What to produce: Give the number of lines in the data below where the word "foliage" appears, and nothing besides.
============
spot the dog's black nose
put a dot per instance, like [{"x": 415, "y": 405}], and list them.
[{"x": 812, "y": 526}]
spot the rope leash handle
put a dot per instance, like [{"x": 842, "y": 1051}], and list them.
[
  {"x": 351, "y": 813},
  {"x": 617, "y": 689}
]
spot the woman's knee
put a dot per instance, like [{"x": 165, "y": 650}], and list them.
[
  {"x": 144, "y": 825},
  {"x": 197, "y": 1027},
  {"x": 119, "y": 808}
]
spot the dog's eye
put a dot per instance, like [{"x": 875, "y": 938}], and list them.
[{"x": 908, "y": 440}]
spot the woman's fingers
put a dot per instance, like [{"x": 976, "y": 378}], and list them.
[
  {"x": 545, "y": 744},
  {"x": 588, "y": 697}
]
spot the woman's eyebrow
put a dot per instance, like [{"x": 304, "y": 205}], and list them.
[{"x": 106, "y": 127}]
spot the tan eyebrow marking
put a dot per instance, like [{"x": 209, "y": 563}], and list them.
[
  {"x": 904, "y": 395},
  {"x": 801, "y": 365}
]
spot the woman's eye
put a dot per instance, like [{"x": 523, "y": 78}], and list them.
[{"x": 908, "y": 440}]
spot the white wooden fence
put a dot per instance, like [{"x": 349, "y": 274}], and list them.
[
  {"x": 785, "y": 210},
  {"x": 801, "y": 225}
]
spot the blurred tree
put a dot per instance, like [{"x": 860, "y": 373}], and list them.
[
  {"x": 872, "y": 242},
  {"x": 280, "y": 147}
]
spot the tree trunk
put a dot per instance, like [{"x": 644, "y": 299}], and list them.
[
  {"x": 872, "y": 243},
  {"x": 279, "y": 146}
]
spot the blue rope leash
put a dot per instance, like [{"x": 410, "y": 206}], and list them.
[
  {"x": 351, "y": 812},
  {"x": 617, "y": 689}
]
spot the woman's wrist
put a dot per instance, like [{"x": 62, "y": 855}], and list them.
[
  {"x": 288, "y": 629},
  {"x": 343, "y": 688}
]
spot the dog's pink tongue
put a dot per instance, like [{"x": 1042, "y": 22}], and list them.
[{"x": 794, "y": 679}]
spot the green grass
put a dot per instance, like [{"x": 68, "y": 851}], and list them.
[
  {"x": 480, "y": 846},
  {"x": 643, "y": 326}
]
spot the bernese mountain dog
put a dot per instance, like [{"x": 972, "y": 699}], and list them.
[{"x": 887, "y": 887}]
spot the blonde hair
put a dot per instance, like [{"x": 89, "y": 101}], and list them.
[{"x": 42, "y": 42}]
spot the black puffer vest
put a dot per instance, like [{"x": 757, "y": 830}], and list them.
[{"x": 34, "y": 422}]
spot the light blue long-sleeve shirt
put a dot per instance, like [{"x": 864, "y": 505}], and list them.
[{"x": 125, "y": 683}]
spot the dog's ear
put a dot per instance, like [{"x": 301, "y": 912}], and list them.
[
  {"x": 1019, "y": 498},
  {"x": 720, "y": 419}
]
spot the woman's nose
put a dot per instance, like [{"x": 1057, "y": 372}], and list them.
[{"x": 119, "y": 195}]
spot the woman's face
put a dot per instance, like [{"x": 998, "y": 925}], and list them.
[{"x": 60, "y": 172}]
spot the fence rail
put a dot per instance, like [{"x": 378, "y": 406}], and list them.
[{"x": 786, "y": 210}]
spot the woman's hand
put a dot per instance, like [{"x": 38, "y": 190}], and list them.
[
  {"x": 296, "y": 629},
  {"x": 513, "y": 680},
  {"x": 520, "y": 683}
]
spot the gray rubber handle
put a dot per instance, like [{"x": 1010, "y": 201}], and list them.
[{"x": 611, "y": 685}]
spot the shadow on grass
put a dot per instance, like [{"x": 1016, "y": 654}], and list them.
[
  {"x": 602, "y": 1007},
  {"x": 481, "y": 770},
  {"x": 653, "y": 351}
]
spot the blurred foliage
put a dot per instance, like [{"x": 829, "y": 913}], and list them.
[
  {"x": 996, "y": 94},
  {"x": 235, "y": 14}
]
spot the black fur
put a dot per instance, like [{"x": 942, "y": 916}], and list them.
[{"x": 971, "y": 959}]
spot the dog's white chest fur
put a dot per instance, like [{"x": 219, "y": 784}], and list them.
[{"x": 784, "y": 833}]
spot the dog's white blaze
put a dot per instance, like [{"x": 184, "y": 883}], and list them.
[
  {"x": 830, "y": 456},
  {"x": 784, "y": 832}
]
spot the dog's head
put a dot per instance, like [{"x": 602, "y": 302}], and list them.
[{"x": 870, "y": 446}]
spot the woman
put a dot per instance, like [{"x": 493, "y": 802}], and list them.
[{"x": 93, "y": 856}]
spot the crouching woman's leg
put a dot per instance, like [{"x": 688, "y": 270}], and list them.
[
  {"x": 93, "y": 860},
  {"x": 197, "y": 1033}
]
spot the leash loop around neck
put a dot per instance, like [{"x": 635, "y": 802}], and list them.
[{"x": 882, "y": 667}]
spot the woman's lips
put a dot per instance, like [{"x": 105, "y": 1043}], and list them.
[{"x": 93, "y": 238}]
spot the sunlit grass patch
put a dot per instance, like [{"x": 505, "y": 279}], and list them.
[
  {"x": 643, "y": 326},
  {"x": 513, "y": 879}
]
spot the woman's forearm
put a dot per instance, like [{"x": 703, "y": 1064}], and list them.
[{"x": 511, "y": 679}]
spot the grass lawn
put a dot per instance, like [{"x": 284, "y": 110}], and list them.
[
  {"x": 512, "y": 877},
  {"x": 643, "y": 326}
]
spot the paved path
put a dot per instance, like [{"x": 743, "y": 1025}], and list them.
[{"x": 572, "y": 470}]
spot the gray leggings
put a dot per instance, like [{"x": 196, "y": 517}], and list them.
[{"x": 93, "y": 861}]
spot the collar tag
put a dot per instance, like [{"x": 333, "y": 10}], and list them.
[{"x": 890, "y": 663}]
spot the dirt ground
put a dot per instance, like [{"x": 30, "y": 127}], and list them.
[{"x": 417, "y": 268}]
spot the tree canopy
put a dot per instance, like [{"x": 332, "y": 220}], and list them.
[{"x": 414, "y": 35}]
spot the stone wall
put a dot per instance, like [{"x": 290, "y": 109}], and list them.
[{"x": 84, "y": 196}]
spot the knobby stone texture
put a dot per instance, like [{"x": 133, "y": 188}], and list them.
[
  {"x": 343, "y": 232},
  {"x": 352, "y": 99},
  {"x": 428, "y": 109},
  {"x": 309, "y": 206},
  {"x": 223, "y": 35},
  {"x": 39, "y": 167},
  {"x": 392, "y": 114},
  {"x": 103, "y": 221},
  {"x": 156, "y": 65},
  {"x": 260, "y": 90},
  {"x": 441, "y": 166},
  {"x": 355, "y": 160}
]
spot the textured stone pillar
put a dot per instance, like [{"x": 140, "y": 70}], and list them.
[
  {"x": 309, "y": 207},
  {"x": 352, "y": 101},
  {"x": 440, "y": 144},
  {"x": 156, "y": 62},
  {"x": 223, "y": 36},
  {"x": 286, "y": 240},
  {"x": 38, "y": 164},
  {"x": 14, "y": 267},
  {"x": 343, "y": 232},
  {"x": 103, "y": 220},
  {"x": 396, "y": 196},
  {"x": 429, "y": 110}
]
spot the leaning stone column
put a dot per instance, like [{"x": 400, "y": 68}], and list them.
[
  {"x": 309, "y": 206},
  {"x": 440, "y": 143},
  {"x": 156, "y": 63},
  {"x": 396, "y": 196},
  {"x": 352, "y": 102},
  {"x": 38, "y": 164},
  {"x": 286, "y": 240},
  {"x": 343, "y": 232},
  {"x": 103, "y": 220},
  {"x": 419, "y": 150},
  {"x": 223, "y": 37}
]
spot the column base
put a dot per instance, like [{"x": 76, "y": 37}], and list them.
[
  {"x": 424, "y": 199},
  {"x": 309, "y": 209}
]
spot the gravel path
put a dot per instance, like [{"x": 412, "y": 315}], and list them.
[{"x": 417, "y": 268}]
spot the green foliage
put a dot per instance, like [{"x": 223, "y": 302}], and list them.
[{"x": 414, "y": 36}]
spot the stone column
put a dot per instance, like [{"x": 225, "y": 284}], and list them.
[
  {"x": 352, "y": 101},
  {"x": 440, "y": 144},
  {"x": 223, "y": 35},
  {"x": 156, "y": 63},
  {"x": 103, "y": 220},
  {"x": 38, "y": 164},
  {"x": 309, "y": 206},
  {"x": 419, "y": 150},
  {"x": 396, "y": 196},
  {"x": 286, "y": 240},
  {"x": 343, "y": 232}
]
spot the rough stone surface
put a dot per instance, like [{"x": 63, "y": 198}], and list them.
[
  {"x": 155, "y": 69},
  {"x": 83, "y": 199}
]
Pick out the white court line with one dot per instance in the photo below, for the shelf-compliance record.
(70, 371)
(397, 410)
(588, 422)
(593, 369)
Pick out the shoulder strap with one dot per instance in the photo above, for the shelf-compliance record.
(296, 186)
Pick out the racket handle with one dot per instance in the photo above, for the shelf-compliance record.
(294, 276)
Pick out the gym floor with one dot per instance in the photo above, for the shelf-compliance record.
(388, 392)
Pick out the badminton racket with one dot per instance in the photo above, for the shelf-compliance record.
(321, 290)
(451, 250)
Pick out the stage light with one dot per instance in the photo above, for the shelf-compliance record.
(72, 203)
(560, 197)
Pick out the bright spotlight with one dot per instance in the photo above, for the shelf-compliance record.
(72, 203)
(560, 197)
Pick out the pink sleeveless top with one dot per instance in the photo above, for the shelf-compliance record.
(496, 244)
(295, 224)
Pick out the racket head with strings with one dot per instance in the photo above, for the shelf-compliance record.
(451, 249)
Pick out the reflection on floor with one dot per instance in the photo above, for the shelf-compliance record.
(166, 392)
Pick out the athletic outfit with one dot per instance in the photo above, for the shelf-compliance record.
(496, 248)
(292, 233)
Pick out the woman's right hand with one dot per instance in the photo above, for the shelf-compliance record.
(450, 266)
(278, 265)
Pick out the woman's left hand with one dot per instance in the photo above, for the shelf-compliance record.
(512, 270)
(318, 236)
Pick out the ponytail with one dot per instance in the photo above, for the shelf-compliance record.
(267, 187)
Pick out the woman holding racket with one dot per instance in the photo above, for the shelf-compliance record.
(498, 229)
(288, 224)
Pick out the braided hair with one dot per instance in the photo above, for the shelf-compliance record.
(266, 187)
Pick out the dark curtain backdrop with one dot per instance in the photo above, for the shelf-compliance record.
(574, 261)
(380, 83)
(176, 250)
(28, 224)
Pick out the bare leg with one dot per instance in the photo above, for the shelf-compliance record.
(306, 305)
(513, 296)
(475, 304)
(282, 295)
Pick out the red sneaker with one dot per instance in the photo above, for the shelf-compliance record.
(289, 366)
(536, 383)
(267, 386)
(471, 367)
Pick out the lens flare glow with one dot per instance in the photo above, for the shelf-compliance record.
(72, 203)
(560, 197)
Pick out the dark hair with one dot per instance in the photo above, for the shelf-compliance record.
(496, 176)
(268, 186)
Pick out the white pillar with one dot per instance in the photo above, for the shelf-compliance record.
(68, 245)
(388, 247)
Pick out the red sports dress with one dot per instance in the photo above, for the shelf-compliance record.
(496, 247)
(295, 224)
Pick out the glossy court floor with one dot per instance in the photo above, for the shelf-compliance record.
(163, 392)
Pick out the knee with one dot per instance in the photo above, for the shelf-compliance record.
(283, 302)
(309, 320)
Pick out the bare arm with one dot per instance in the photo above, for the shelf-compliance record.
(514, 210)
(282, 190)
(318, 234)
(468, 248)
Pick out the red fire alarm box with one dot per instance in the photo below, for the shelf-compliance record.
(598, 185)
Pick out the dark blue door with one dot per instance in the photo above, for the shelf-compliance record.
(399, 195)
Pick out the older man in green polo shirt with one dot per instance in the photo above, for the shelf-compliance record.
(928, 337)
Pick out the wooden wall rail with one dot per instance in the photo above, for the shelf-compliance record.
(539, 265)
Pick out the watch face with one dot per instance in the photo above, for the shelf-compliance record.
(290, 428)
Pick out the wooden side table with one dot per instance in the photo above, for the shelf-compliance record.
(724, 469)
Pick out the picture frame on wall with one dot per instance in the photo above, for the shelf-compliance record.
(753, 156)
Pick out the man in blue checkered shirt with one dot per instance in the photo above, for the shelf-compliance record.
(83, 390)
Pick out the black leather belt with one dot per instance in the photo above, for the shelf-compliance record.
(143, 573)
============
Expected answer: 2